True, and I didn't want to suggest otherwise. Mine was just a glib way of saying I think it's often clearer, or more "natural", without it, especially if the word or expression quoted is longish. Thus:

"Dead"? What do you mean (by) "dead"? He's resting!

But:

What do you mean "there's no point going to the party if Dan's not going to be there"? There'll be plenty of other interesting people to talk to. [where the inclusion of "by" may appear to be intolerably otiose] 

But I'll happily admit I may be on a slightly sticky wicket here.

EDIT: Miri: not really, he's not referring explicitly to the sound, although that is a factor, and I must say I do like your "(ma) come parli?". I had thought of this line as illustrating well the use of "come sarebbe a dire", but as it happens it also illustrates very well "come parli?".


----------



## You little ripper!

GavinW said:


> True, and I didn't want to suggest otherwise. Mine was just a glib way of saying I think it's often clearer, or more "natural", without it, especially if the word or expression quoted is longish. Thus:
> 
> "Dead"? What do you mean (by) "dead"? He's resting!

Work to do:
1 – Summarize the forum thread about dropping "by" after "What do you mean" in three sentences.
2 – Supply the next part of the forum thread about dropping "by" after "What do you mean," starting after its final line.
These rows have no connection to the forum thread.

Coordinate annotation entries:
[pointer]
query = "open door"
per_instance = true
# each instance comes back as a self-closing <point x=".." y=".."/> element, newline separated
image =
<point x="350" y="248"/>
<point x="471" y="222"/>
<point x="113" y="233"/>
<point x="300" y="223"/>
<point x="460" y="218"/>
--
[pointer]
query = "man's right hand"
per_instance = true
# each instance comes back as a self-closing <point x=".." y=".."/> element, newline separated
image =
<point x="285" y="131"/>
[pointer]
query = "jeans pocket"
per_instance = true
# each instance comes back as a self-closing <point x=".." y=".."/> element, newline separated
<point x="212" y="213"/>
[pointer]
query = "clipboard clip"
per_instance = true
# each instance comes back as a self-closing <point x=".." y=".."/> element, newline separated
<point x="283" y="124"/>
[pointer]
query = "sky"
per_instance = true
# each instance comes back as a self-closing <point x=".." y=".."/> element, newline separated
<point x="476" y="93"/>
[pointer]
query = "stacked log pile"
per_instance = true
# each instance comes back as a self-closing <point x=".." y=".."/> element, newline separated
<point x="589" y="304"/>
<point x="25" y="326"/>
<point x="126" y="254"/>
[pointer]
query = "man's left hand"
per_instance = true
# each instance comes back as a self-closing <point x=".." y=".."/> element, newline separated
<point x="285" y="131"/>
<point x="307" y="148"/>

Outputs for the tasks:
1 – The writer argues that leaving out "by" is often clearer or more natural, especially when the quoted expression is long, and contrasts a short "dead" example with a longer one about a party, while admitting the point may be on a slightly sticky wicket. In an edit, the writer tells Miri that the line is not explicitly about the sound, praises "(ma) come parli?", and says the line illustrates both "come sarebbe a dire" and "come parli?". A reply headed "You little ripper!" then begins by quoting GavinW's post.

2 –
> 
> But:
> 
> What do you mean "there's no point going to the party if Dan's not going to be there"? There'll be plenty of other interesting people to talk to. [where the inclusion of "by" may appear to be intolerably otiose]
> 
> But I'll happily admit I may be on a slightly sticky wicket here.


I agree that the context determines what sounds best, but in most cases I don't think it really matters. Having said that, I wouldn't use the 'by' in either of your examples (when someone is presumed dead you don't want to waste any time using a word that's unnecessary).


----------



## pericolosi

> Aggiungeva qualche notizia pratica, *come sarebbe*: "Cinquemila cavalieri, tremilacinquecento fanti, ..."



Can this be translated like this:
He added some practical notes, such as: "Fivethousand knights, ..."

Any alternatives?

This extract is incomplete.